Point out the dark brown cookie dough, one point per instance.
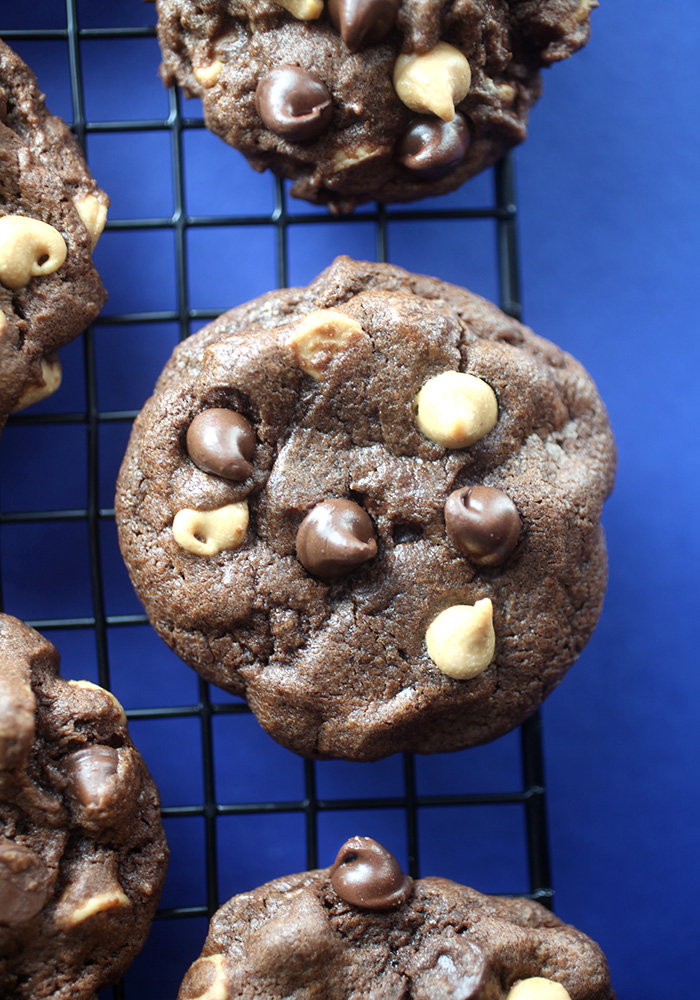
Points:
(356, 100)
(420, 630)
(82, 851)
(364, 929)
(51, 215)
· · · · · · ·
• [What you have to do]
Reproduce the lines above with "cookie dough" changed to "pastry dough" and everything else unchanged. Omit the picture.

• [Final result]
Point out the dark brown pastry dough, one point per instance.
Points:
(356, 100)
(420, 630)
(82, 851)
(364, 929)
(51, 215)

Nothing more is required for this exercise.